◆ **EXERCISE DESCRIPTION**
Print every line below word for word, but leave out the picture.

#### RECORDS

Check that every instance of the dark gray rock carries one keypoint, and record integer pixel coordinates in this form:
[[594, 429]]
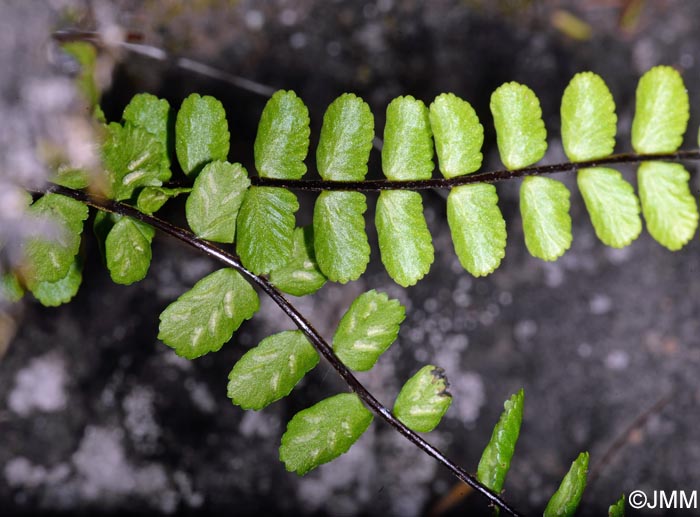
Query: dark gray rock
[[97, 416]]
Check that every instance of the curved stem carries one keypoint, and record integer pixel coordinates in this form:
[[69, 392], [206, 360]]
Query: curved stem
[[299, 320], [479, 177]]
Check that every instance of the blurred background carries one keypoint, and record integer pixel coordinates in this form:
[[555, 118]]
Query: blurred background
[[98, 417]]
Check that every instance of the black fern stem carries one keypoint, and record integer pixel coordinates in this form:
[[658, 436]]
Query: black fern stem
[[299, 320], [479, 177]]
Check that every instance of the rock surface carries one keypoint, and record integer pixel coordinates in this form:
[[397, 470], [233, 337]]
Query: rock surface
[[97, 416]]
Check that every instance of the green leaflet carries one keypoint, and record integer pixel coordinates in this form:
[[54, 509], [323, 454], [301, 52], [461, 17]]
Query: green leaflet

########

◆ **RESPONSE TO THIS TASK**
Check that every instance of the dark gray rock carries one keypoint, and record integer pixel coordinates in this form:
[[594, 429]]
Query: dark gray rock
[[97, 416]]
Check that every instance of the curved stem carries one keypoint, and record integer pixel coordinates in this form:
[[69, 392], [206, 360]]
Query: curved stem
[[299, 320], [479, 177]]
Check that every instance of the blurred background carries one keypoint, and record integer pixel coordinates in this form:
[[555, 118]]
Query: blurred background
[[98, 417]]
Check that every instance of the black fern stem carries one keypoint, and record integer pixel coordinates in this form:
[[658, 436]]
Query: black fern stem
[[299, 320], [479, 177]]
Check that every instance of the rock surface carries one keypoint, and record integer pixel coordinates in this form:
[[397, 470], [233, 337]]
Query: rock surface
[[97, 416]]
Check that every instance of the green leaflet carries one keypoint, and record integer pixel coordinates in this form:
[[54, 509], [323, 454], [301, 52], [461, 17]]
Query: green leaflet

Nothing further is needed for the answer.